Segment Start: RECORDS PROVIDED

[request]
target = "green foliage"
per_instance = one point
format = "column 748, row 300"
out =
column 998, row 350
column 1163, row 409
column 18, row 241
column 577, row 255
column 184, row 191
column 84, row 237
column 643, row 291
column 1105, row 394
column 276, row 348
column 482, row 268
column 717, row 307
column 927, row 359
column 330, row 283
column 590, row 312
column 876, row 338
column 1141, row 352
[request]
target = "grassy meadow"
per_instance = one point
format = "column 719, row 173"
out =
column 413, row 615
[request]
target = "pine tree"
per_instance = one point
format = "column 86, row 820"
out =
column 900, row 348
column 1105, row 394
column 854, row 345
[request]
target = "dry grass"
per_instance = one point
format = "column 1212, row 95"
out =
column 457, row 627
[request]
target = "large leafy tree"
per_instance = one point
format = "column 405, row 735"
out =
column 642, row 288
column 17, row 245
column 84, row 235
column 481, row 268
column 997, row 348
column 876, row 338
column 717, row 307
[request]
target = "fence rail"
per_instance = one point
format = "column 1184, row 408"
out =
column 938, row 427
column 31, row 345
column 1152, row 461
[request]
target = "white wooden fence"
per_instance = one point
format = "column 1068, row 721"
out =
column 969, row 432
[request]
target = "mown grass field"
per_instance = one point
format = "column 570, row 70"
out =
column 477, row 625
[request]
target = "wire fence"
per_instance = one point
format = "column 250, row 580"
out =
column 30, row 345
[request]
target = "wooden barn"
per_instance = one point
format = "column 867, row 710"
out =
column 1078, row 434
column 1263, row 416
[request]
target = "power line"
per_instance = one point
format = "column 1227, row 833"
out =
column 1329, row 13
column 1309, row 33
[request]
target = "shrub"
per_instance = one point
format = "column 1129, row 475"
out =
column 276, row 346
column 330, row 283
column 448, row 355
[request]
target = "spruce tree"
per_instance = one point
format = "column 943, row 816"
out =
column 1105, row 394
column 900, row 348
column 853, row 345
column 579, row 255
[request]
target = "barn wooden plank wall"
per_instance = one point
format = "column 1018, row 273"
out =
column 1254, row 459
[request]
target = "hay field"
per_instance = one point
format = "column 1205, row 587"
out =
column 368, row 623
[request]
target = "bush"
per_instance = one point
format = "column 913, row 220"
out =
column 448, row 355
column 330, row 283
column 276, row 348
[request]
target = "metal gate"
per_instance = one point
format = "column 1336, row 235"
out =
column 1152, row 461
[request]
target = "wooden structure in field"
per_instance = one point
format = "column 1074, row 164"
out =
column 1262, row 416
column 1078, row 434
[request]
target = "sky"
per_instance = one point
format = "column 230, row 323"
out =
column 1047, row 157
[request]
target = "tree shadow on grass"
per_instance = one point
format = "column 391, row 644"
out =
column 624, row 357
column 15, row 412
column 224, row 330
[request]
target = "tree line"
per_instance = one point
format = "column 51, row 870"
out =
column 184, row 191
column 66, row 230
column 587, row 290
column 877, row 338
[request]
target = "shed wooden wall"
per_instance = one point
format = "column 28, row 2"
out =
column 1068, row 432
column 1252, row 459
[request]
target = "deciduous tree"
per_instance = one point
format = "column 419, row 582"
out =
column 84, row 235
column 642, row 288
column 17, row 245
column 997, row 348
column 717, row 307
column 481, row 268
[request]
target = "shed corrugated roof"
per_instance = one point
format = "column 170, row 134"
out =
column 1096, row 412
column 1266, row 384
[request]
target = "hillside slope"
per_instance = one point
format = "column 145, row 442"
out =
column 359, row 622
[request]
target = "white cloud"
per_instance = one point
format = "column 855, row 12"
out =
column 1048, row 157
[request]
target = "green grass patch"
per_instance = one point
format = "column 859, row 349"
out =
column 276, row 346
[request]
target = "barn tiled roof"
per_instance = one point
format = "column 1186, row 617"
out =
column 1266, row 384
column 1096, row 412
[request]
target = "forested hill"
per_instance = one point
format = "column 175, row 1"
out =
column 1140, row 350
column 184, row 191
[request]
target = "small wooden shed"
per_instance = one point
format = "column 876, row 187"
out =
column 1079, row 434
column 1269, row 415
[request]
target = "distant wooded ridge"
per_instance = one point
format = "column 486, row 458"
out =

Segment End: RECORDS PROVIDED
Segment Start: RECORDS PROVIDED

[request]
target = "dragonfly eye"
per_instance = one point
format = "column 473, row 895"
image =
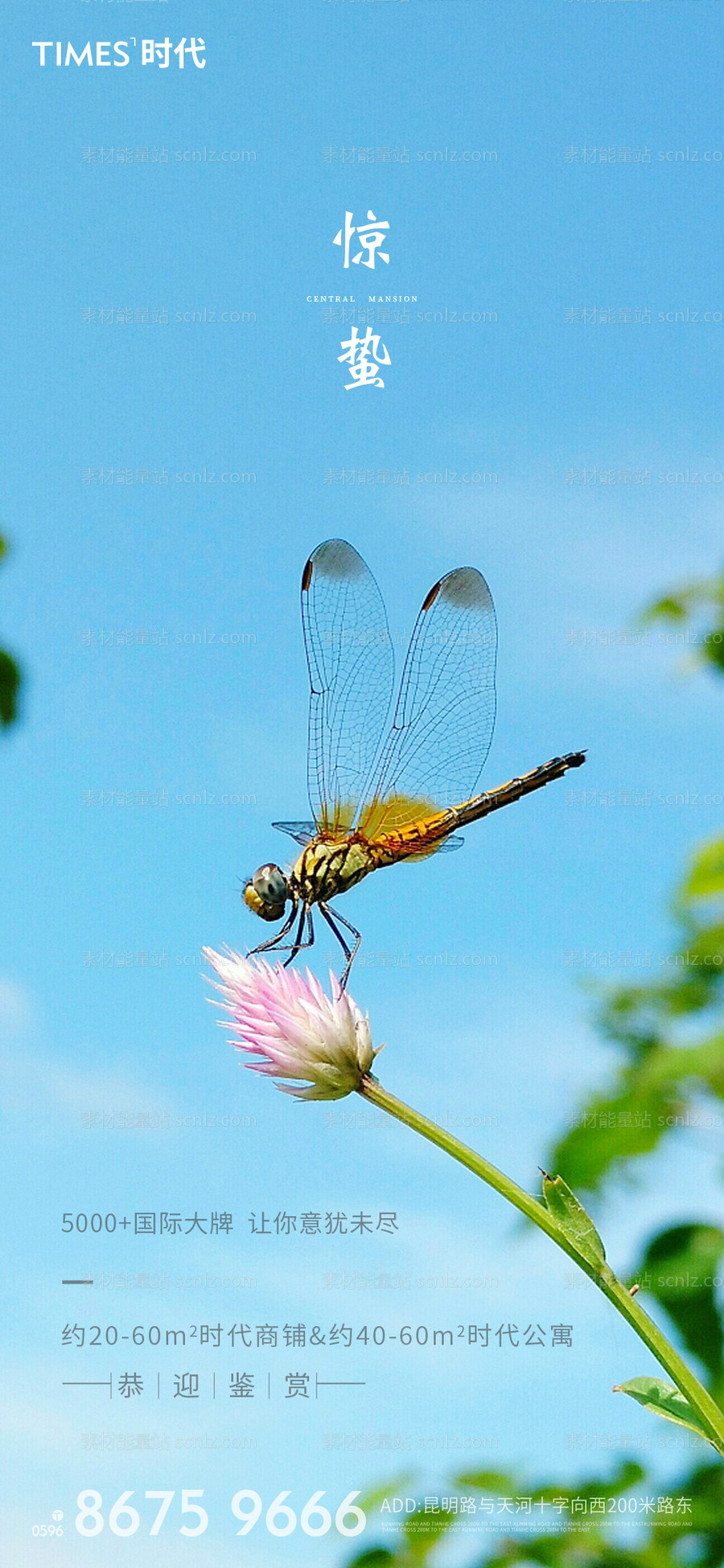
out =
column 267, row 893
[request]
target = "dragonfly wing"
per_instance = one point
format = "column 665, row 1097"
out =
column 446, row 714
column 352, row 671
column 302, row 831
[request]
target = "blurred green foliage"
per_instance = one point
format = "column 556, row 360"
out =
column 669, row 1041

Segment End: RECORDS PROVIDED
Segment Start: RECORDS PROVIDED

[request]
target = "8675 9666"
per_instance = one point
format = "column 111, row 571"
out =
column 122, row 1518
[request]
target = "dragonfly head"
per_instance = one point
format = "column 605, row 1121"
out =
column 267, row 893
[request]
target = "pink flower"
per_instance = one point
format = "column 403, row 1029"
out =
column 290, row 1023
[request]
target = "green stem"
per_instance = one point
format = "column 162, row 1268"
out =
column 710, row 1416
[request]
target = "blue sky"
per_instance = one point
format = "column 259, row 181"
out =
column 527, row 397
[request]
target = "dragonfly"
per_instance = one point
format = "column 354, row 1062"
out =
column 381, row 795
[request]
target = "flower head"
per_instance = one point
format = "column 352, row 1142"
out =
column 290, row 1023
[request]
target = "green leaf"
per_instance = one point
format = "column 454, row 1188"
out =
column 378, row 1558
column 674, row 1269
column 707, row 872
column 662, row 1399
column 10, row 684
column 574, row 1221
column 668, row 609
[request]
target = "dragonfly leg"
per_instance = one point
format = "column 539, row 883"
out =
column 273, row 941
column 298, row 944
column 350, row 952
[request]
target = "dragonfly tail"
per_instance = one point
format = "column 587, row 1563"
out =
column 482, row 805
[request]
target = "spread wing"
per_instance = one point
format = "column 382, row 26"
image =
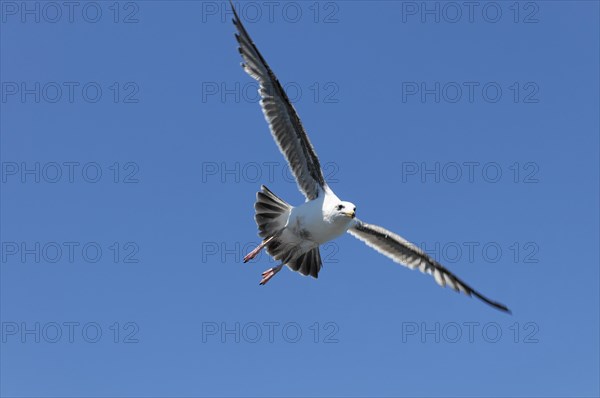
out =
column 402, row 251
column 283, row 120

Segment End: RECORDS PROVIDED

• [DIRECTIONS]: The answer must be every line of the records that holds the string "barn".

• [EXERCISE OUTPUT]:
target = "wooden barn"
target = "barn wooden plank wall"
target = "barn tiled roof"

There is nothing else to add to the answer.